What you are asked to do: Check every line of the data for the word "white", and copy those that have it.

[Point-per-instance localization data]
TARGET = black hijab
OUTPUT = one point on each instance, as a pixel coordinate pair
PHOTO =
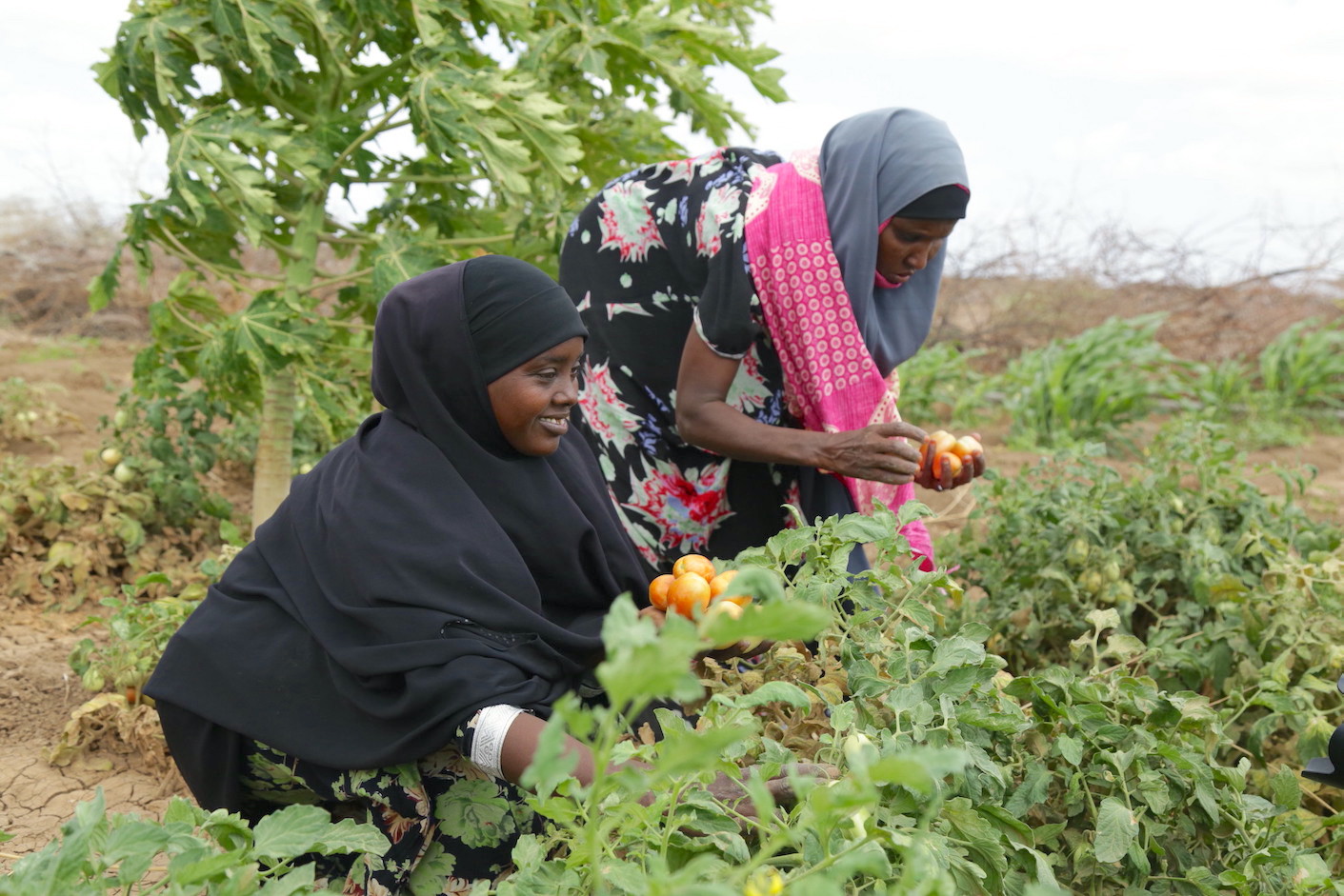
(424, 568)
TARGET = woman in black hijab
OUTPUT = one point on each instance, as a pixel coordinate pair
(399, 627)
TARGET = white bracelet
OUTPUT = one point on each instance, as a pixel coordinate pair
(492, 725)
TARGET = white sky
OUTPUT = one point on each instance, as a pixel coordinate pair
(1206, 120)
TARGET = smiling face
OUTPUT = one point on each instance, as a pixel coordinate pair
(532, 402)
(908, 245)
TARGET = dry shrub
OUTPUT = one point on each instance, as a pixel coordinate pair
(108, 723)
(1007, 316)
(49, 255)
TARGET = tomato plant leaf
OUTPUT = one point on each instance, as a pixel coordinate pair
(1115, 830)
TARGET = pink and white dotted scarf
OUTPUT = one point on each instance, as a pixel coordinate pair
(831, 380)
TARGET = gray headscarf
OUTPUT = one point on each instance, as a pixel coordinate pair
(873, 166)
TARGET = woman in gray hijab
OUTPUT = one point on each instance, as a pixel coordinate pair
(746, 317)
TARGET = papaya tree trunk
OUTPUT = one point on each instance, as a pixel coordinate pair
(274, 444)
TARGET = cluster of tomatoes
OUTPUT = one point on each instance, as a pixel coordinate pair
(942, 445)
(693, 588)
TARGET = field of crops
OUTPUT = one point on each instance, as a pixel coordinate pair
(1113, 690)
(1109, 686)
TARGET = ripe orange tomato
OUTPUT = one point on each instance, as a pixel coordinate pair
(942, 441)
(693, 563)
(689, 592)
(953, 463)
(659, 590)
(967, 447)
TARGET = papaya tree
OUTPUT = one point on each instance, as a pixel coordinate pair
(321, 150)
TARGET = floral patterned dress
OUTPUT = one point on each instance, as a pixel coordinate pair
(656, 251)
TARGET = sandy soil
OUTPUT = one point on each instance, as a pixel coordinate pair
(38, 692)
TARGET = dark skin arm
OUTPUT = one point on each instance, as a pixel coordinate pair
(707, 421)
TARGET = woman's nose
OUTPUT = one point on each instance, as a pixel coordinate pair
(919, 258)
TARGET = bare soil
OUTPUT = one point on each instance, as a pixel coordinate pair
(38, 692)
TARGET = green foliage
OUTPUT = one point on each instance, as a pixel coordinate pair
(1089, 388)
(1304, 367)
(1292, 391)
(137, 633)
(1207, 585)
(939, 386)
(195, 852)
(167, 434)
(26, 411)
(277, 110)
(953, 777)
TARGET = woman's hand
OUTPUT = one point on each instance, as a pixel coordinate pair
(879, 453)
(942, 478)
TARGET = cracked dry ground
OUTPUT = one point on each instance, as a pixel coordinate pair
(36, 695)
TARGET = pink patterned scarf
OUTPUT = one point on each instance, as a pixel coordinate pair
(831, 380)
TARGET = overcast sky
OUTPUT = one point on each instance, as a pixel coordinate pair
(1213, 121)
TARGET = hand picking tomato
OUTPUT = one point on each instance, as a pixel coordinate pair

Output for this exercise:
TARGET = white bracelet
TARGET = white sky
TARGET = pink and white dotted scarf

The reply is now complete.